Devuelve de forma literal el fragmento de la columna sobre el carnaval de Santa Cruz que empieza con "El presunto autor" y sigue hasta "principios de siglo.", ambos incluidos.

---------- Texto a revisar ----------

Opinión | RETIRO LO ESCRITO

Evitar el desborde

El presunto autor de la muerte de un joven grancanario en la madrugada del pasado sábado, muy tarde ya, pero todavía con el carnaval tronando en las calles de Santa Cruz de Tenerife, es un joven de apenas 19 años, estudiante de ingeniería y sin antecedentes penales ni ficha policial abierta. La juez de instrucción le puso una fianza de 6.000 euros que la familia abonó inmediatamente. Se deshace la imagen fantasiosa de un tipo violento, brutal y sediento de sangre y queda la realidad de un joven estudiante universitario de clase media alta que se vio de repente en una situación incontrolada. Algunos se han apresurado a decir, a partir de esta evidencia, que los carnavales santacruceros no son hoy más violentos, y todo fue un caso de mala suerte. Pero es falso. Las fiestas son hoy más violentas y existe mayor tensión que –por ejemplo– a principios de siglo.

---------- Extractos de entradas ----------

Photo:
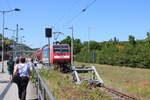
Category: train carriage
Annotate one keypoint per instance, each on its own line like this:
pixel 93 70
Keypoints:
pixel 59 54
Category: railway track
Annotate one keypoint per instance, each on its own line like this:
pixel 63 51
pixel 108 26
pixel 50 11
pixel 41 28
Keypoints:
pixel 116 94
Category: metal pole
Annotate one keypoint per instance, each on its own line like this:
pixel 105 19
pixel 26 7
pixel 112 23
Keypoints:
pixel 72 48
pixel 3 44
pixel 14 51
pixel 16 40
pixel 89 43
pixel 49 51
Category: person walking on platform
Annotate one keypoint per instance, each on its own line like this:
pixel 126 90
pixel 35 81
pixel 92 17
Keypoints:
pixel 10 67
pixel 23 69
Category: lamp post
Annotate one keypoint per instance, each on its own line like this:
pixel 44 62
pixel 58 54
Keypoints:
pixel 21 45
pixel 15 38
pixel 72 64
pixel 3 13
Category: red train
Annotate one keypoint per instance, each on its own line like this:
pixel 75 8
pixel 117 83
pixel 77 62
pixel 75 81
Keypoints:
pixel 59 54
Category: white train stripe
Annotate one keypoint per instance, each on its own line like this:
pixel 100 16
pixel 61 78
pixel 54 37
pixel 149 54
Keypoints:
pixel 61 56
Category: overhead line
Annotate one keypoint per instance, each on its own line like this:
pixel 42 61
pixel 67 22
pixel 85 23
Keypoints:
pixel 83 10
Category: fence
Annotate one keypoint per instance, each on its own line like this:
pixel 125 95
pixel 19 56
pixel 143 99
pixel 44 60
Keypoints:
pixel 43 91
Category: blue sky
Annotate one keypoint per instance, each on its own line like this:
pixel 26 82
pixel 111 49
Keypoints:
pixel 105 19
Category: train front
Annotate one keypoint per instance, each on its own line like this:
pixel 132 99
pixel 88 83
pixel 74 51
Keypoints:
pixel 61 54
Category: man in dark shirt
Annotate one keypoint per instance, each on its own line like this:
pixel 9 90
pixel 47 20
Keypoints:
pixel 10 66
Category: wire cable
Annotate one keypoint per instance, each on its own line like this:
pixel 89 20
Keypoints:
pixel 83 10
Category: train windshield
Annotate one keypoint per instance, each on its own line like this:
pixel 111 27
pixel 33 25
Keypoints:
pixel 61 49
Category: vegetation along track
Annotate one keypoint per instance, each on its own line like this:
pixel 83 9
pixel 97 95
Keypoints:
pixel 116 94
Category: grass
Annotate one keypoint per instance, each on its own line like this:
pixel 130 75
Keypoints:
pixel 63 89
pixel 133 81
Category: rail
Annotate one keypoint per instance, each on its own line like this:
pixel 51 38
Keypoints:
pixel 42 89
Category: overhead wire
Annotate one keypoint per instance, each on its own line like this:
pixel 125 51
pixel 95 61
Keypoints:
pixel 78 14
pixel 83 10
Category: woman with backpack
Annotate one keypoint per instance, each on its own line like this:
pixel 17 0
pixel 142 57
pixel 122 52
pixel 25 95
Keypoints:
pixel 22 71
pixel 10 67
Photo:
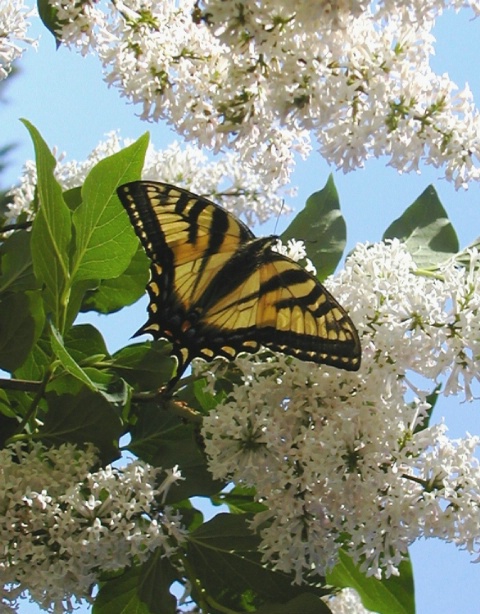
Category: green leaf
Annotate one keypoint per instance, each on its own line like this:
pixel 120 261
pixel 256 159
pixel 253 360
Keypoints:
pixel 139 590
pixel 147 365
pixel 322 227
pixel 16 258
pixel 8 423
pixel 73 198
pixel 426 230
pixel 37 361
pixel 432 399
pixel 224 555
pixel 21 323
pixel 48 15
pixel 307 603
pixel 105 242
pixel 110 295
pixel 394 595
pixel 51 233
pixel 79 418
pixel 67 361
pixel 165 440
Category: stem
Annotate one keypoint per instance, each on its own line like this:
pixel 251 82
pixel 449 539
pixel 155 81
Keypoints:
pixel 36 400
pixel 24 385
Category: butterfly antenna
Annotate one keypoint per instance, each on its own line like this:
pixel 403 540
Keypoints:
pixel 278 217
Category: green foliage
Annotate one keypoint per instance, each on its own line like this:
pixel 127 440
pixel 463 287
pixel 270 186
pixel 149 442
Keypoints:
pixel 65 386
pixel 393 595
pixel 322 227
pixel 426 230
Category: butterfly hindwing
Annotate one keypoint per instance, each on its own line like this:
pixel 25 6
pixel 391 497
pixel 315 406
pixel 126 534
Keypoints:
pixel 216 290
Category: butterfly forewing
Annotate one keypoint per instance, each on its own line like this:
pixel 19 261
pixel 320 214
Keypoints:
pixel 216 290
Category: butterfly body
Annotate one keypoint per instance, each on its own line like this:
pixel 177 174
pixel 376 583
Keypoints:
pixel 217 290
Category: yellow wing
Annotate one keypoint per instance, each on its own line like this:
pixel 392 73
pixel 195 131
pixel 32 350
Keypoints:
pixel 216 290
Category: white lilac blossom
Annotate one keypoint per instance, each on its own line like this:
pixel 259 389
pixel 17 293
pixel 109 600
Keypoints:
pixel 14 15
pixel 225 180
pixel 265 77
pixel 60 530
pixel 345 459
pixel 346 601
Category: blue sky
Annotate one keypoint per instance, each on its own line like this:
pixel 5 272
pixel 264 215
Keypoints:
pixel 64 96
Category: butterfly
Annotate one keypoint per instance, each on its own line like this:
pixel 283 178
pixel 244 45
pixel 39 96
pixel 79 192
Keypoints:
pixel 217 290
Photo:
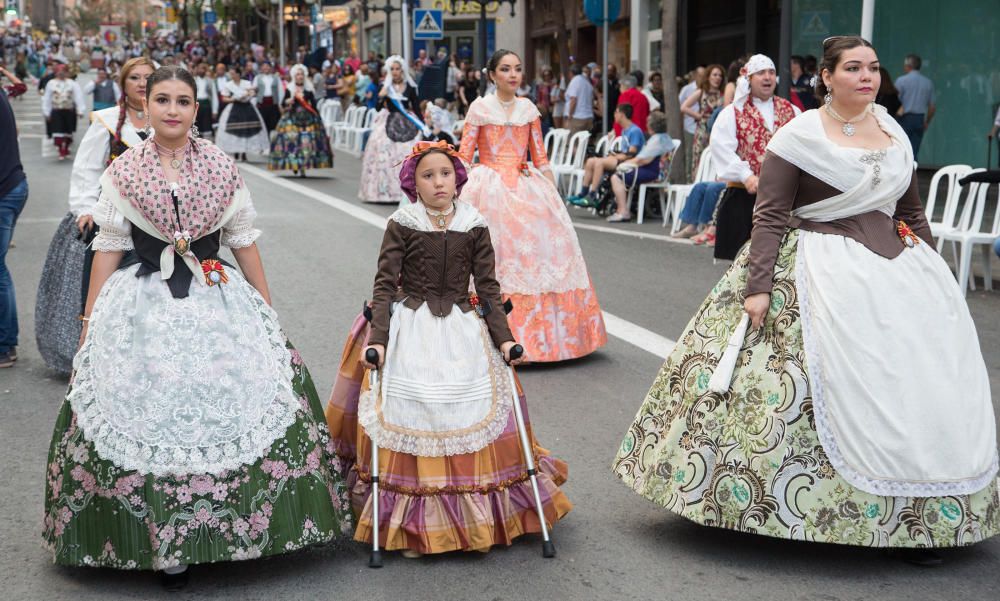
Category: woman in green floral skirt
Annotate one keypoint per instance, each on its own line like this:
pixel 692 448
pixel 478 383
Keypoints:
pixel 192 432
pixel 857 408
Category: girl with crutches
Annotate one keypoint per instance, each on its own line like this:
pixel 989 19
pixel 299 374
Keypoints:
pixel 452 473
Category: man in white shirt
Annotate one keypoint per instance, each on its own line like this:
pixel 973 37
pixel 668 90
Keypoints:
pixel 580 102
pixel 739 140
pixel 689 123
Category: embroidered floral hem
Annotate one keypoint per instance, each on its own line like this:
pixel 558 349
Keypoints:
pixel 751 460
pixel 300 143
pixel 99 515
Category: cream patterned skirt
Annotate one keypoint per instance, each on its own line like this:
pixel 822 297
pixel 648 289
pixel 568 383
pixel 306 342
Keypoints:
pixel 751 460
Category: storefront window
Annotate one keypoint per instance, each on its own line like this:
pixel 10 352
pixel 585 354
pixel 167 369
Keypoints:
pixel 655 14
pixel 958 50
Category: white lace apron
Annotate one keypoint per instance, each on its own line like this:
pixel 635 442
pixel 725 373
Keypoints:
pixel 445 387
pixel 178 386
pixel 900 390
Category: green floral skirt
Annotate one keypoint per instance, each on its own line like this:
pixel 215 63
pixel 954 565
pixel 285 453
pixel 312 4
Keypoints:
pixel 750 460
pixel 97 514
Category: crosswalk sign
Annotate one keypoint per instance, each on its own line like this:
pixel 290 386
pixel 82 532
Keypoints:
pixel 428 24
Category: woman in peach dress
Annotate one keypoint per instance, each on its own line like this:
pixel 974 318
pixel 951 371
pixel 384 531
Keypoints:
pixel 539 263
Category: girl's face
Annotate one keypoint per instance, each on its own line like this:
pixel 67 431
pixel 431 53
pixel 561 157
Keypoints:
pixel 171 108
pixel 135 83
pixel 508 74
pixel 715 79
pixel 856 78
pixel 435 176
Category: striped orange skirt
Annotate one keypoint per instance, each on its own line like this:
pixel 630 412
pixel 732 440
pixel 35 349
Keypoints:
pixel 464 502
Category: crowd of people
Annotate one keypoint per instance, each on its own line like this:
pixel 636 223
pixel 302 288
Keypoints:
pixel 762 420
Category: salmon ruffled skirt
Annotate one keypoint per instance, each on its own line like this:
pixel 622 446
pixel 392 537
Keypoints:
pixel 460 502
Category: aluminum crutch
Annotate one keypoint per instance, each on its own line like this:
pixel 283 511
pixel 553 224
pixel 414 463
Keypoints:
pixel 548 549
pixel 374 384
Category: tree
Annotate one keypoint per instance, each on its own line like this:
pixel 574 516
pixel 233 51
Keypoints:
pixel 668 66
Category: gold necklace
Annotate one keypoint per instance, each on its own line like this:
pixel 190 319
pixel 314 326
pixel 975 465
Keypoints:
pixel 848 124
pixel 172 153
pixel 440 217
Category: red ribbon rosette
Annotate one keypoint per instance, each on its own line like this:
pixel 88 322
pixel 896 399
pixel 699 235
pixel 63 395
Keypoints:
pixel 214 272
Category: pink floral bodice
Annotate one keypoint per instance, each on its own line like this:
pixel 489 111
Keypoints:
pixel 505 146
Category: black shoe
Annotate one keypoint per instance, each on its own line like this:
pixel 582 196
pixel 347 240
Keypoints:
pixel 175 582
pixel 925 558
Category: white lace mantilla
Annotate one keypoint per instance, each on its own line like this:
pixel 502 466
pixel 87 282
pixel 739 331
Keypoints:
pixel 169 386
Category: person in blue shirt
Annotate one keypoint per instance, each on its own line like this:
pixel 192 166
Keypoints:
pixel 648 165
pixel 916 92
pixel 595 167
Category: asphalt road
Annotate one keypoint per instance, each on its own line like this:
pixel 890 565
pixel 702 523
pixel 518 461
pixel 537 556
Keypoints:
pixel 614 545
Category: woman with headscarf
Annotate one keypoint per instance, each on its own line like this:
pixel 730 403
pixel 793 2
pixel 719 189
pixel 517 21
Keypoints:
pixel 63 287
pixel 395 130
pixel 300 142
pixel 452 475
pixel 241 127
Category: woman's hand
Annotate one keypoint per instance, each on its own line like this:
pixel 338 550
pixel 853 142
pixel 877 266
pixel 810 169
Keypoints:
pixel 756 306
pixel 380 349
pixel 85 223
pixel 505 351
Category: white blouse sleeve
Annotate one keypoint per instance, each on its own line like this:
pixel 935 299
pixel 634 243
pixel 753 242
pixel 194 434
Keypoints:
pixel 239 231
pixel 729 166
pixel 116 232
pixel 88 165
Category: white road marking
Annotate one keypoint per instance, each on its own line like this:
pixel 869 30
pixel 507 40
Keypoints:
pixel 630 233
pixel 625 330
pixel 34 220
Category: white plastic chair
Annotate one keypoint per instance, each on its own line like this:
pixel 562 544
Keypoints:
pixel 660 184
pixel 356 135
pixel 605 144
pixel 571 170
pixel 677 194
pixel 555 145
pixel 337 129
pixel 950 175
pixel 345 134
pixel 331 114
pixel 969 232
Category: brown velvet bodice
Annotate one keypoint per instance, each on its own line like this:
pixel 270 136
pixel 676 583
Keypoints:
pixel 784 187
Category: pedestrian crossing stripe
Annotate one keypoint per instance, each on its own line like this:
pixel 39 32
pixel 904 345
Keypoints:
pixel 429 24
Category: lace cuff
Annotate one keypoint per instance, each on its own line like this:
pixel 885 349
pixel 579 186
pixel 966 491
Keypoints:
pixel 110 240
pixel 115 233
pixel 239 231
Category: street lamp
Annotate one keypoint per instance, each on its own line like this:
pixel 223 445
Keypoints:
pixel 388 9
pixel 281 31
pixel 482 33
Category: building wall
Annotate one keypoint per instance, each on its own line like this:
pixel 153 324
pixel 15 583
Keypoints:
pixel 959 44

----------

Respuesta:
El presunto autor de la muerte de un joven grancanario en la madrugada del pasado sábado, muy tarde ya, pero todavía con el carnaval tronando en las calles de Santa Cruz de Tenerife, es un joven de apenas 19 años, estudiante de ingeniería y sin antecedentes penales ni ficha policial abierta. La juez de instrucción le puso una fianza de 6.000 euros que la familia abonó inmediatamente. Se deshace la imagen fantasiosa de un tipo violento, brutal y sediento de sangre y queda la realidad de un joven estudiante universitario de clase media alta que se vio de repente en una situación incontrolada. Algunos se han apresurado a decir, a partir de esta evidencia, que los carnavales santacruceros no son hoy más violentos, y todo fue un caso de mala suerte. Pero es falso. Las fiestas son hoy más violentas y existe mayor tensión que –por ejemplo– a principios de siglo.